**TEXTO FORNECIDO**
================================

Depois da tormenta: rupturas e permanências no campo da saúde mental após o biênio 2020-2021

Autores

  • Fabio Scorsolini-Comin Universidade de São Paulo, Escola de Enfermagem de Ribeirão Preto, Centro Colaborador da OPAS/OMS para o Desenvolvimento da Pesquisa em Enfermagem, Ribeirão Preto, SP, Brasil. http://orcid.org/0000-0001-6281-3371

DOI:

https://doi.org/10.11606/issn.1806-6976.smad.2022.000211

Palavras-chave:

Saúde mental

Resumo

Os anos de 2020 e 2021 foram marcados por importantes transformações globais
em decorrência da pandemia da COVID-19. No campo da saúde mental temos observado
um importante incremento de pesquisas e também de intervenções que se voltam à
compreensão das repercussões da pandemia, em um movimento que revela a fragilidade
da nossa condição humana e, para além disso, a necessidade de que reconheçamos esse
circunscritor em busca de novas formas de existir e de cuidar não apenas de nós e dos
outros, mas de um mundo em transição.
O trânsito da pandemia e as suas sucessivas ondas em todas as partes do mundo
revelam a instabilidade desse momento histórico. Assim, o anunciado fim do biênio 2020-2021 não pode ser
corporificado, precisamente, como o fim de uma tormenta, mas como um período no qual tivemos, globalmente,
que lidar com as importantes intempéries produzidas pela pandemia em praticamente todos os níveis de nossas
relações.

================================

**MATERIAL EXTRAÍDO**

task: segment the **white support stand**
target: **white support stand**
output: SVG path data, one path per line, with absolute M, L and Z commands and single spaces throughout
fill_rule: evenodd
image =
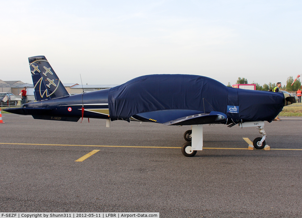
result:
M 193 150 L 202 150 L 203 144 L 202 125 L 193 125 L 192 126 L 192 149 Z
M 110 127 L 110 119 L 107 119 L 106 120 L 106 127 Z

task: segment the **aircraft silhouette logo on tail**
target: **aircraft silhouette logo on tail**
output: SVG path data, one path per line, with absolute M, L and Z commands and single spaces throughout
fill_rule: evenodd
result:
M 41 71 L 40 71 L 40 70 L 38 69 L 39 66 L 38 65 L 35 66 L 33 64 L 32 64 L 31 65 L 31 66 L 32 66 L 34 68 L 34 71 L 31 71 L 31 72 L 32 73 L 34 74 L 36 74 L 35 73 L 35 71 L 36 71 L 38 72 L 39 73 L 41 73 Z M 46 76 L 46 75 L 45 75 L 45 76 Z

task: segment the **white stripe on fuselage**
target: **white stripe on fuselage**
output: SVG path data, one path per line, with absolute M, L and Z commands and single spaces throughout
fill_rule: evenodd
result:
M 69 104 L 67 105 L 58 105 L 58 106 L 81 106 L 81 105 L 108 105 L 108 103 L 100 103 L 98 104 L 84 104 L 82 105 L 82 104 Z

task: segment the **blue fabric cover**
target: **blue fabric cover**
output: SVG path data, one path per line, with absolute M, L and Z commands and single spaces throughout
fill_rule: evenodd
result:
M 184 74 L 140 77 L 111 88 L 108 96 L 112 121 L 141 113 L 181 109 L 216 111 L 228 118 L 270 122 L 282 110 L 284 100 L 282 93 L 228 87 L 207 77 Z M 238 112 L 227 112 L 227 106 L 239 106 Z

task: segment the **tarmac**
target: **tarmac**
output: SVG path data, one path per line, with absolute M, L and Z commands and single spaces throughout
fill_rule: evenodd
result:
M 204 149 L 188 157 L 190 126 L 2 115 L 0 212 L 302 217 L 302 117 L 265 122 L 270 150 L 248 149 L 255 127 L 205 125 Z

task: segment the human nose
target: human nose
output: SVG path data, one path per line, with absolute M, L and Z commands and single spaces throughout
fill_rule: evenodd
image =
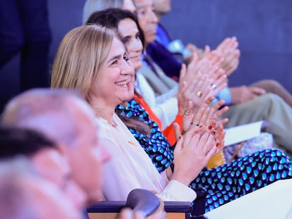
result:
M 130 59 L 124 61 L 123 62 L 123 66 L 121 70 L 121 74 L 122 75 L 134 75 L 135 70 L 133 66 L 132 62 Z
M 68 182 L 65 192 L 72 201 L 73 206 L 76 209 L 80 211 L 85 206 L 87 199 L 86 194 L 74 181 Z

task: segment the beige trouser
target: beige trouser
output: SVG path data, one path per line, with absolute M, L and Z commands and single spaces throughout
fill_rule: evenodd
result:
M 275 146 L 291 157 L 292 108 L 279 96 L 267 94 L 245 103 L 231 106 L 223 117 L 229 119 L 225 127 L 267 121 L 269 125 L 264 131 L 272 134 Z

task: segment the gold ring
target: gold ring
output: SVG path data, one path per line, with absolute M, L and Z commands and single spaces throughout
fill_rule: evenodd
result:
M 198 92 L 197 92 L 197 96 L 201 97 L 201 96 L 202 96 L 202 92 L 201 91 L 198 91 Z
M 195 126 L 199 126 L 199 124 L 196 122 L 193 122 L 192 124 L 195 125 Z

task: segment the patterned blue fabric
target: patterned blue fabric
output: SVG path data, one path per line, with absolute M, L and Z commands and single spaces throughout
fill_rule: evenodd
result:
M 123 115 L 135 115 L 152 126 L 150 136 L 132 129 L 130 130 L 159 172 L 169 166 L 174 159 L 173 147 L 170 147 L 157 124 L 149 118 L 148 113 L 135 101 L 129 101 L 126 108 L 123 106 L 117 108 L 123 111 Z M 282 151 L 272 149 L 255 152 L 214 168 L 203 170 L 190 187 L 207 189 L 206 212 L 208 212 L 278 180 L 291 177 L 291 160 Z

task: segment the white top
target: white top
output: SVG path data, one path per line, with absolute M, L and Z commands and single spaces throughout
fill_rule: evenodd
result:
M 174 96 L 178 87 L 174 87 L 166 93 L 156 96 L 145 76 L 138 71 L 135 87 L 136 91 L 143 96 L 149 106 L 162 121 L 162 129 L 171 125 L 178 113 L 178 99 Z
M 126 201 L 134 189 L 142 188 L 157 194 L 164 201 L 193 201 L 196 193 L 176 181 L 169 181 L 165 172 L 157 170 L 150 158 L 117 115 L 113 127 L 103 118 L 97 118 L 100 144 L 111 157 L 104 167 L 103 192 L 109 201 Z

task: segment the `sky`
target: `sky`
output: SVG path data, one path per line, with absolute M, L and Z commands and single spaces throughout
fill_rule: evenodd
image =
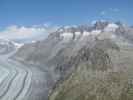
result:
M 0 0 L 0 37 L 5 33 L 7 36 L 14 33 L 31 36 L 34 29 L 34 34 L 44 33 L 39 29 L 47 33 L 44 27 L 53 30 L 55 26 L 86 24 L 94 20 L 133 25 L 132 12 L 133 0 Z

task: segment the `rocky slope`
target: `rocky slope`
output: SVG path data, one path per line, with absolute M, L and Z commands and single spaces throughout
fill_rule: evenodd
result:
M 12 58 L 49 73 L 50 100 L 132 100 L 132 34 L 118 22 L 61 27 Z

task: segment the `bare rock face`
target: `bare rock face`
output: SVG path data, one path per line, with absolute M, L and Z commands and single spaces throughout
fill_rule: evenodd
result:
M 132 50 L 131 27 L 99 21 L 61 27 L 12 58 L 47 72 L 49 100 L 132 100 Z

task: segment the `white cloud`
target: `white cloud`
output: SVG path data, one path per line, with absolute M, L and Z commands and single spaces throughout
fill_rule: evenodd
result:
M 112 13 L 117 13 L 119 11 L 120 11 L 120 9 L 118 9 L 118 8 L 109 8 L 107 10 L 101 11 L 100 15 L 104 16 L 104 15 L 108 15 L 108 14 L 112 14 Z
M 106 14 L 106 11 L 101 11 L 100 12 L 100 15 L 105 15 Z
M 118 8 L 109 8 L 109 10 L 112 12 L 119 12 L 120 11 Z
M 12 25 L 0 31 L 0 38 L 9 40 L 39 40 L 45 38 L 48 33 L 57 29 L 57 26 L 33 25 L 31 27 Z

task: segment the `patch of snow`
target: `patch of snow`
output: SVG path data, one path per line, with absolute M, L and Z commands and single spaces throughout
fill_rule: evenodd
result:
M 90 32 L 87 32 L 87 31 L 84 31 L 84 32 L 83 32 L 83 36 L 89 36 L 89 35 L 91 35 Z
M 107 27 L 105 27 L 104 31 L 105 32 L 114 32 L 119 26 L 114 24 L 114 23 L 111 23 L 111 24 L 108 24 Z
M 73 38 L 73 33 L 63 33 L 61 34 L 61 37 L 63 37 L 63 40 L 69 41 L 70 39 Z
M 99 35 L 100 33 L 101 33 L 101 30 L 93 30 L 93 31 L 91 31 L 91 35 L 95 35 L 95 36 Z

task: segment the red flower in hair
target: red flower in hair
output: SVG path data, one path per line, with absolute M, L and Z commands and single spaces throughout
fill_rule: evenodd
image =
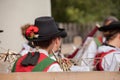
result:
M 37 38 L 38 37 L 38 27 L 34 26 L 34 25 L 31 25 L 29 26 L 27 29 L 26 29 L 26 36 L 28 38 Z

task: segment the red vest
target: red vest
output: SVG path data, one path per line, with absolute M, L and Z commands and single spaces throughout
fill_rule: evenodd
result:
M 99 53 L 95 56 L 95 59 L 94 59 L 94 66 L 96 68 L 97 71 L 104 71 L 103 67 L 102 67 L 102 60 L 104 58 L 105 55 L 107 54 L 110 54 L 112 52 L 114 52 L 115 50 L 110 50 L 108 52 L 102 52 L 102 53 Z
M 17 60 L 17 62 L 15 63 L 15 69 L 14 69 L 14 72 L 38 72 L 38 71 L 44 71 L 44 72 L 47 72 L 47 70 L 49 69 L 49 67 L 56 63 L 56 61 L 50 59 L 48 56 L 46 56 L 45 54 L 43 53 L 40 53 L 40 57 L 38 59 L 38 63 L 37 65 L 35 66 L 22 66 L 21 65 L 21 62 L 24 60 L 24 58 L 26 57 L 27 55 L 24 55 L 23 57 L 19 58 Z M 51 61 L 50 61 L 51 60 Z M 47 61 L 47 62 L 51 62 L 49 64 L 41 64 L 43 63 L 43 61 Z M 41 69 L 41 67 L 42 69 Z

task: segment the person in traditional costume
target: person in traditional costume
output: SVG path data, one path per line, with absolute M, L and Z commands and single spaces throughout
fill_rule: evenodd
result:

================================

**ENUNCIADO**
Reproduza integralmente o texto sobre saúde mental após o biênio 2020-2021, sem nenhuma alteração. As linhas não têm relação com o texto.

**RESPOSTA**
Depois da tormenta: rupturas e permanências no campo da saúde mental após o biênio 2020-2021

Autores

  • Fabio Scorsolini-Comin Universidade de São Paulo, Escola de Enfermagem de Ribeirão Preto, Centro Colaborador da OPAS/OMS para o Desenvolvimento da Pesquisa em Enfermagem, Ribeirão Preto, SP, Brasil. http://orcid.org/0000-0001-6281-3371

DOI:

https://doi.org/10.11606/issn.1806-6976.smad.2022.000211

Palavras-chave:

Saúde mental

Resumo

Os anos de 2020 e 2021 foram marcados por importantes transformações globais
em decorrência da pandemia da COVID-19. No campo da saúde mental temos observado
um importante incremento de pesquisas e também de intervenções que se voltam à
compreensão das repercussões da pandemia, em um movimento que revela a fragilidade
da nossa condição humana e, para além disso, a necessidade de que reconheçamos esse
circunscritor em busca de novas formas de existir e de cuidar não apenas de nós e dos
outros, mas de um mundo em transição.
O trânsito da pandemia e as suas sucessivas ondas em todas as partes do mundo
revelam a instabilidade desse momento histórico. Assim, o anunciado fim do biênio 2020-2021 não pode ser
corporificado, precisamente, como o fim de uma tormenta, mas como um período no qual tivemos, globalmente,
que lidar com as importantes intempéries produzidas pela pandemia em praticamente todos os níveis de nossas
relações.